§ Instructions for the task:
Add -122 to every x and y coordinate in the answer points from the line containing "spot the open palm" down through the end of the entries. Write out each of those lines again, keeping the sample coordinates inside the instruction lines unchanged.

§ Records provided:

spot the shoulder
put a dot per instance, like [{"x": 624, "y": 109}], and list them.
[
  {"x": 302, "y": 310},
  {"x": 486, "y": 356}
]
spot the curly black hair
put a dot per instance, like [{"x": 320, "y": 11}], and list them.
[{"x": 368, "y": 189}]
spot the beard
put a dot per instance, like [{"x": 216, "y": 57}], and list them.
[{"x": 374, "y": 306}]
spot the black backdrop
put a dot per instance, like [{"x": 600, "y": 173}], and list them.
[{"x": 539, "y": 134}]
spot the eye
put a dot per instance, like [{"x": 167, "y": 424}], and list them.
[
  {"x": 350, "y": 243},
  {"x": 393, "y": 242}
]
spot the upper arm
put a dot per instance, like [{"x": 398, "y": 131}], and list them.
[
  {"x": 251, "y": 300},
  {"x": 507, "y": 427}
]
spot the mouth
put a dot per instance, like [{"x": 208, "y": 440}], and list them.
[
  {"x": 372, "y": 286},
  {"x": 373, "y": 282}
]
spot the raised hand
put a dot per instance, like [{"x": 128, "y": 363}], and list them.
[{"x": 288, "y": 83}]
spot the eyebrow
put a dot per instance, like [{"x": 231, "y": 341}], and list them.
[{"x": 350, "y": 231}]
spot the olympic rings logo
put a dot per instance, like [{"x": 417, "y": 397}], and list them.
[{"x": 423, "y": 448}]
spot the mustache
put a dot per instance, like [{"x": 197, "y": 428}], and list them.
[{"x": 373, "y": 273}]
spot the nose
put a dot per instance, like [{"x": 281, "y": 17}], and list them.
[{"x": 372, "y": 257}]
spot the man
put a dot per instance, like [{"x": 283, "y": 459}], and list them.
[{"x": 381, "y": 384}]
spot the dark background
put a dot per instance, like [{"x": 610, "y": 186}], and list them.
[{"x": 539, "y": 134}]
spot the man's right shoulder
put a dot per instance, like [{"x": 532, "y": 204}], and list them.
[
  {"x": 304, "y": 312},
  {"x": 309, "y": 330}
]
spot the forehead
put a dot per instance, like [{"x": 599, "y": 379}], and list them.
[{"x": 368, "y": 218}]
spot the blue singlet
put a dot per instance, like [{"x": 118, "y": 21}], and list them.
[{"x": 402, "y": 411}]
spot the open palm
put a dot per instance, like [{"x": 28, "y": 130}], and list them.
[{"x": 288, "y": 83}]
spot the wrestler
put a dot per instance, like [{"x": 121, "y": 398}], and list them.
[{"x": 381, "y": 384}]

§ The solution:
spot the open palm
put a dot per instance, like [{"x": 28, "y": 130}], and list them.
[{"x": 166, "y": -39}]
spot the wrestler
put a dot per instance, like [{"x": 121, "y": 398}], and list them.
[{"x": 259, "y": 262}]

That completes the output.